* _Short problem_
Starting at the line that contains "Find the golden", copy each line through the end of the listing below. Include both ends and output nothing more.

* _Records provided_

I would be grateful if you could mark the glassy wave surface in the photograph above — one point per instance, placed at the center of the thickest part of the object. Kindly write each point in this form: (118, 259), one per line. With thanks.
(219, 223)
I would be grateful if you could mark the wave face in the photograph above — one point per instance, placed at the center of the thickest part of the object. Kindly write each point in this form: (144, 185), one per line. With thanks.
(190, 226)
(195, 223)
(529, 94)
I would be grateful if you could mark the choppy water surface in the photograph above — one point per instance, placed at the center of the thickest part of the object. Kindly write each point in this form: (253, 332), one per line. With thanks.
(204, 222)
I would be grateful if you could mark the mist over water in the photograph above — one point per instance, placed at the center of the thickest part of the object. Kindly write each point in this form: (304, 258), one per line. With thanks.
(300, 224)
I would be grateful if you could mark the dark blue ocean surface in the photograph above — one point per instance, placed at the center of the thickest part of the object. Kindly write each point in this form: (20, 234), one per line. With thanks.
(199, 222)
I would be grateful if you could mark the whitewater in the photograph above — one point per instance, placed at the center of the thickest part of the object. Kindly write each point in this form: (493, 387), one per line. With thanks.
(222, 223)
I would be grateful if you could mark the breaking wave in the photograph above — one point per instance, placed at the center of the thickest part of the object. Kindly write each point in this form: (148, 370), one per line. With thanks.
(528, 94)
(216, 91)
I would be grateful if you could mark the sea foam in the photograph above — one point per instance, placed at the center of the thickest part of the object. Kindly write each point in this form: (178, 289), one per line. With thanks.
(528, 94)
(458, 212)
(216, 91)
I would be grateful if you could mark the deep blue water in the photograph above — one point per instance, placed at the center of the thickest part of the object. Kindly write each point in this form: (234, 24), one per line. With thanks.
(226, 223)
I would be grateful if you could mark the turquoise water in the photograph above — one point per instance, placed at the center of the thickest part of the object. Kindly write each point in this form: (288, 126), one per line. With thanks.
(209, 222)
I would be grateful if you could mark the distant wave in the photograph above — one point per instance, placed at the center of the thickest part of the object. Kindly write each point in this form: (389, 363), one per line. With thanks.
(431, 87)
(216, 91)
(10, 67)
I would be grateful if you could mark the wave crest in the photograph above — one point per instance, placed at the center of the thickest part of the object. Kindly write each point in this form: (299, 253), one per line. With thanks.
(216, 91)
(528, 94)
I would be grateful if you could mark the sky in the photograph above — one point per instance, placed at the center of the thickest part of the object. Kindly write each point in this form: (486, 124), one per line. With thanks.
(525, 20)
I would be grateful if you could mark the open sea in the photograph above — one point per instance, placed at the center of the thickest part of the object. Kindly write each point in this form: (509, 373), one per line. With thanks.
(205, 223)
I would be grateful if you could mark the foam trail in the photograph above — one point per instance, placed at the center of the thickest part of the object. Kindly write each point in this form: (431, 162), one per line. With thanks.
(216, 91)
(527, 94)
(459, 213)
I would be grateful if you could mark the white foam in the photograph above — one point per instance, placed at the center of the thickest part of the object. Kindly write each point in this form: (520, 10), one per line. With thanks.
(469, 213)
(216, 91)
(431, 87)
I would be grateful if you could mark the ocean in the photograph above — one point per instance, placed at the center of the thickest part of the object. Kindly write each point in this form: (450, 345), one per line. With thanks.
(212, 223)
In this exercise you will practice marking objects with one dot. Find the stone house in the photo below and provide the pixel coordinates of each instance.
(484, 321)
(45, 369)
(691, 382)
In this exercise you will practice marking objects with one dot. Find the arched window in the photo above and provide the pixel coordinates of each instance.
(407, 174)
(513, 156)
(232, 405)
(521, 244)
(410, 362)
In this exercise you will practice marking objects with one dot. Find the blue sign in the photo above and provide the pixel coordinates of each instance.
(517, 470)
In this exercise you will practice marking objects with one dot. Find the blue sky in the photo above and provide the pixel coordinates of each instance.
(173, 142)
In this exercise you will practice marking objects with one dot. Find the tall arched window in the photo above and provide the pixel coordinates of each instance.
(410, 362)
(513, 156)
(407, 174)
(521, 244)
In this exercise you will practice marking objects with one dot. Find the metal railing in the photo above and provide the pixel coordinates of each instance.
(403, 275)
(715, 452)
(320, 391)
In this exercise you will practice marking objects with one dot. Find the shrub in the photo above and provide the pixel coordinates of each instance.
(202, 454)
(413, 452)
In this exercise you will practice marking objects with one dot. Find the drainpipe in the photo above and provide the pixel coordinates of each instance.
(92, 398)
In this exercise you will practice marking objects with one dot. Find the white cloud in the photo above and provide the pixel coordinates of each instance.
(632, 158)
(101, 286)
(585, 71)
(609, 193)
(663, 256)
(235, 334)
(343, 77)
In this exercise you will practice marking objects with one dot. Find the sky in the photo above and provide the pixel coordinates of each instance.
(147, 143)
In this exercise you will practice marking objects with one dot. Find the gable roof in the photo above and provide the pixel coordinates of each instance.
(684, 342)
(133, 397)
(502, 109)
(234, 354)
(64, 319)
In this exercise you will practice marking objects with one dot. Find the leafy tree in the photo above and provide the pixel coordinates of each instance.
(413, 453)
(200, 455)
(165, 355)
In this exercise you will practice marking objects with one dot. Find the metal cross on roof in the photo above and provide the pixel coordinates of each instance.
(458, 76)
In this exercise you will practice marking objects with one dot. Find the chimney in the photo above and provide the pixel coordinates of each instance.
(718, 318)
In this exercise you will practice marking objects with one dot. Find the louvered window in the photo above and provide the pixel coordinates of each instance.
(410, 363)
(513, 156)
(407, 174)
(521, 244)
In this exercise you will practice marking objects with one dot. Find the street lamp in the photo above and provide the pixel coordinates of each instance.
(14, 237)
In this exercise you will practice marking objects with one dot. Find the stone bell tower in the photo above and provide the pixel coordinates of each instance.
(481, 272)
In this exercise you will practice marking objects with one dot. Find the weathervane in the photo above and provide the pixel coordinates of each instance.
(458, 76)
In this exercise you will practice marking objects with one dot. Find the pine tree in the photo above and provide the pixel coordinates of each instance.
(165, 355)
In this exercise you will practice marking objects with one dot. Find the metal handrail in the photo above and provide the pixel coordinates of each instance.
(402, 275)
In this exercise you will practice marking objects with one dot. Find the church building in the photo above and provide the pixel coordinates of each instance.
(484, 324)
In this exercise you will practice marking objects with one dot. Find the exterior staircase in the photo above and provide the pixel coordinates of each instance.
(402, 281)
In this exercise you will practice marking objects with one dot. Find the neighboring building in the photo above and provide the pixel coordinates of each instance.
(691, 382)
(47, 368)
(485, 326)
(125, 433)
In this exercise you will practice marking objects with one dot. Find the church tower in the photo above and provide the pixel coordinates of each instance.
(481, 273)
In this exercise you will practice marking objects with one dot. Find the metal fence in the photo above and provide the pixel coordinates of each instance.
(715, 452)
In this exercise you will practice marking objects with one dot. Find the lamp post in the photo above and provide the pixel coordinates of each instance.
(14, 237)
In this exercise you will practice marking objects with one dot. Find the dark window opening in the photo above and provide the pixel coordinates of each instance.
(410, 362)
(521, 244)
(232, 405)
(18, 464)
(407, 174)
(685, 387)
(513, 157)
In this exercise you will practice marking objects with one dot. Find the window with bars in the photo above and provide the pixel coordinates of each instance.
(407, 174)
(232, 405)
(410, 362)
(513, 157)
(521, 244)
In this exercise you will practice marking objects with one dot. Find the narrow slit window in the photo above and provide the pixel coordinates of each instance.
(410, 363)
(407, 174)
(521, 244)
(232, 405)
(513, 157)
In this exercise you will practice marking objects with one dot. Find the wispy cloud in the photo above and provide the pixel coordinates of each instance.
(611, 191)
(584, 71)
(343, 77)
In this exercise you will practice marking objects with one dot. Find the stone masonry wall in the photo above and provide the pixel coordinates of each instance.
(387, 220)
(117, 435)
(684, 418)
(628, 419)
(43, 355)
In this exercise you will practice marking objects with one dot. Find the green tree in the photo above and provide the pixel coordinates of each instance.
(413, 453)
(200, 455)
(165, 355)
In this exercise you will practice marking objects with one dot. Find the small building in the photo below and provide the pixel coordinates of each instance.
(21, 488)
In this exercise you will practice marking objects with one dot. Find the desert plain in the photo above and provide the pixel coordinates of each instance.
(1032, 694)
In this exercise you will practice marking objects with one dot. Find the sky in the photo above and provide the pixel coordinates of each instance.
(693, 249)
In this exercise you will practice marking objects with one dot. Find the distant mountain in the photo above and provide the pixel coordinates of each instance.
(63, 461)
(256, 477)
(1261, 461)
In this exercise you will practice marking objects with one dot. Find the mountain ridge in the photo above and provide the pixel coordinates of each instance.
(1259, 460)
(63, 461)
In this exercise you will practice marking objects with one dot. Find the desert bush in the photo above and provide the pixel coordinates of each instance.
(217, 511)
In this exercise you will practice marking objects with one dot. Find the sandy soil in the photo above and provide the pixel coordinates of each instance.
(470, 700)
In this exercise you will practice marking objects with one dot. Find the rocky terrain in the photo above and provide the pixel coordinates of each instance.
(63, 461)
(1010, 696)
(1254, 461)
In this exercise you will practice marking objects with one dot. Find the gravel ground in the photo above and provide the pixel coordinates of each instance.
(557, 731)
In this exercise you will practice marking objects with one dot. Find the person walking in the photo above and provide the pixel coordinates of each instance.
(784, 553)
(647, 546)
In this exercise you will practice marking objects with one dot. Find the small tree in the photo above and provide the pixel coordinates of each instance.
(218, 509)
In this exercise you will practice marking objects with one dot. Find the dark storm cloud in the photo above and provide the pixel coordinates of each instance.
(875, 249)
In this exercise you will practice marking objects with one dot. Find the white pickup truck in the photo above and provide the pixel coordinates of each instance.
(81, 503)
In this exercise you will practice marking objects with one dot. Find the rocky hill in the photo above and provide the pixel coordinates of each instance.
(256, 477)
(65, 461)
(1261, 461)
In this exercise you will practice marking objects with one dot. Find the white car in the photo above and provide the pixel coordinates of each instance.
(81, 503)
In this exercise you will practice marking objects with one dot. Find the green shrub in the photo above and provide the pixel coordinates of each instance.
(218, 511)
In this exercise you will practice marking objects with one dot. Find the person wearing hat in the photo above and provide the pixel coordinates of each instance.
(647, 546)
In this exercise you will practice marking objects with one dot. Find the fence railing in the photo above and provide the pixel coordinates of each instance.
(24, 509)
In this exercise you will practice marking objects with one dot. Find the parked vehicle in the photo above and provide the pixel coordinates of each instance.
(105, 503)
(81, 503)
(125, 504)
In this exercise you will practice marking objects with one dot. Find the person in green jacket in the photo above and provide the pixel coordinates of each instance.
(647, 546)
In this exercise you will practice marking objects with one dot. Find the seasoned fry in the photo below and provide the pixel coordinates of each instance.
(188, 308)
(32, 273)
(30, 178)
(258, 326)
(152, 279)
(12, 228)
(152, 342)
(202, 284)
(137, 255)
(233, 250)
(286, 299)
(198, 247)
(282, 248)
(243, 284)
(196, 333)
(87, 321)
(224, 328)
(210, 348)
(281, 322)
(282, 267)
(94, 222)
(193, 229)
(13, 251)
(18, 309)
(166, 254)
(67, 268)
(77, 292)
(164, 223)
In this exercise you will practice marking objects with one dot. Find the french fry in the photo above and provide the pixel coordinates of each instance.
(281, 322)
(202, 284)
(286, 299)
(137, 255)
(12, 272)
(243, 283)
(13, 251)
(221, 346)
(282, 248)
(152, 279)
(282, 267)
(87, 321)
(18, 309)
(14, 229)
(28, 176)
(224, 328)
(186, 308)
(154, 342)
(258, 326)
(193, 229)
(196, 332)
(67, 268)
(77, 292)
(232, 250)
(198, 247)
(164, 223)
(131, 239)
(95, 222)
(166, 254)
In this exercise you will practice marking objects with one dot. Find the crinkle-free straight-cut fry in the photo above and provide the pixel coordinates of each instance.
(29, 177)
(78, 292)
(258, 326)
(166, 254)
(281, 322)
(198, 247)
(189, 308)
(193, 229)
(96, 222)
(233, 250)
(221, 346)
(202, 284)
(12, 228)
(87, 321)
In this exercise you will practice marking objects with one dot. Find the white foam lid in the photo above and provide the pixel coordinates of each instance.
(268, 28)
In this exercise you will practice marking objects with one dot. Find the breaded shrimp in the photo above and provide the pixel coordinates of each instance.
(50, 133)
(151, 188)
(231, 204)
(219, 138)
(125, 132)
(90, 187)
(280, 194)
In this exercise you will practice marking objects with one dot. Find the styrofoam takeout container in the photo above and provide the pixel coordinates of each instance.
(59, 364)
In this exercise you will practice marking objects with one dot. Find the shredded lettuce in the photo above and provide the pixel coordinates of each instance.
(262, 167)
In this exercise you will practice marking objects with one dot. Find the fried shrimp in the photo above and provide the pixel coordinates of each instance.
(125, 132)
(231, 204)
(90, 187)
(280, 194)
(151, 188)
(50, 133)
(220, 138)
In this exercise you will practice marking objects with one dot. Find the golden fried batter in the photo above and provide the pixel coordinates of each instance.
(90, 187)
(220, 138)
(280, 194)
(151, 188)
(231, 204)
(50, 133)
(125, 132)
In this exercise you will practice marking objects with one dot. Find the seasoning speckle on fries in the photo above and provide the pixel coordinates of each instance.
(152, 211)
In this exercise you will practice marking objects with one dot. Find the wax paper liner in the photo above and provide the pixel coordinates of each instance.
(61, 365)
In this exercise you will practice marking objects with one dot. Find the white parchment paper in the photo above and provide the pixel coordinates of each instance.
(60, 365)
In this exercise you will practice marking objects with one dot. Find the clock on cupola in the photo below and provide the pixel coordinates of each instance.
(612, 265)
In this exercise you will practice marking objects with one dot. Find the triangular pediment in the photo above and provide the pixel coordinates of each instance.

* _Result of this task_
In this exercise you will practice marking objects with one dot. Find the golden fried batter in the photo above and provide the pixel coordinates of each instance.
(90, 187)
(220, 138)
(280, 194)
(151, 188)
(231, 204)
(50, 133)
(125, 132)
In this exercise you will practice marking objects with one dot. Find the seasoning speckle on fries in the photo above and provide the pixel coordinates of each instance.
(152, 211)
In this exercise you will practice marking objects with one dot. Find the wax paper liner in the photo above and provide the pixel coordinates of each instance.
(61, 365)
In this exercise you will practice marking objects with one dot. Find the white parchment paper in the photo above and provide the pixel coordinates of each instance.
(60, 365)
In this exercise you will practice marking objects with one dot. Find the clock on cupola in the photo below and provide the pixel coordinates of each instance.
(612, 265)
In this exercise you will practice marking objects with one dot. Find the triangular pediment in the photo above and provide the pixel coordinates of each instance.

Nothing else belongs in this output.